» **GIVEN REQUEST**: Rescale the lines from the one containing "cloud bank, each" through the end of the material, and reproduce all of them, requests included. Multiply every coordinate in the answers by 1.8 and round to whole numbers, with halves going up, but leave the numbers in the requests and their sample lines unchanged.

Dataset entries:
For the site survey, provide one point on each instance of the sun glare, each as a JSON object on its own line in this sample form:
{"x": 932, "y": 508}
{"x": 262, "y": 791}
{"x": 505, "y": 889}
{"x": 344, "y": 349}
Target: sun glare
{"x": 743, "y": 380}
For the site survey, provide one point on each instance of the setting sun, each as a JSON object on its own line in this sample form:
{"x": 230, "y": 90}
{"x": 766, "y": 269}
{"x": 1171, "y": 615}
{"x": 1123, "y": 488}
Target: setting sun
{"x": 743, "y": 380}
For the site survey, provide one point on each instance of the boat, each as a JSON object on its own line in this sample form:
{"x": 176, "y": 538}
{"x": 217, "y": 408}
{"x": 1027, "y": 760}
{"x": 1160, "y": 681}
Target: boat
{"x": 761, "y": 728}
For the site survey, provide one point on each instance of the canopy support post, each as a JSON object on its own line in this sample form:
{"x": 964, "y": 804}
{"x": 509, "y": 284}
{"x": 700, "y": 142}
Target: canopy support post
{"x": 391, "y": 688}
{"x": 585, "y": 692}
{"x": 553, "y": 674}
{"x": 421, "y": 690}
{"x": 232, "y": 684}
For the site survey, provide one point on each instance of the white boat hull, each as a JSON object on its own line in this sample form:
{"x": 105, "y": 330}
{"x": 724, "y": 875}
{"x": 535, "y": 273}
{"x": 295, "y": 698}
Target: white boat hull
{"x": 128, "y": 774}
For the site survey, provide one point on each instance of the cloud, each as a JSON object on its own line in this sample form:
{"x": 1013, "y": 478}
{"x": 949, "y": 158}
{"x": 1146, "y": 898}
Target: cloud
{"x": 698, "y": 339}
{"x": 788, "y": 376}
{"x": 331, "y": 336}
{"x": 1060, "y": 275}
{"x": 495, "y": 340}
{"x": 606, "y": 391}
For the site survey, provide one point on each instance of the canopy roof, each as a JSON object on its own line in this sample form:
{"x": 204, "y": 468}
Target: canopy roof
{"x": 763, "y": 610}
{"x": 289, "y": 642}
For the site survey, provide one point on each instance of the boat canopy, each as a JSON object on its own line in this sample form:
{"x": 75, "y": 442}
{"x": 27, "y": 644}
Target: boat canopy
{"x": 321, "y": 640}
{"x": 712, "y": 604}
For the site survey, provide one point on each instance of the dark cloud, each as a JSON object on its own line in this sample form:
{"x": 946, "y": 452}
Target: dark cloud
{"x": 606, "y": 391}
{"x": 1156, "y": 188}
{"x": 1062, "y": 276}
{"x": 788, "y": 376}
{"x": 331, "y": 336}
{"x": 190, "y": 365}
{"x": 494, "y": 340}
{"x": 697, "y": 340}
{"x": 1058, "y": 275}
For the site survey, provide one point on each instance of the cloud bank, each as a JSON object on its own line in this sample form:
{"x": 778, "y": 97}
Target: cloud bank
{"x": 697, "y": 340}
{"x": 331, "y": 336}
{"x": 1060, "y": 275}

» **ANSWER FOR THE TASK**:
For the site survey, provide one point on each instance of the cloud bank, each as a JSON object on its own line in this sample form:
{"x": 778, "y": 97}
Target: cloud bank
{"x": 1255, "y": 612}
{"x": 596, "y": 605}
{"x": 1908, "y": 495}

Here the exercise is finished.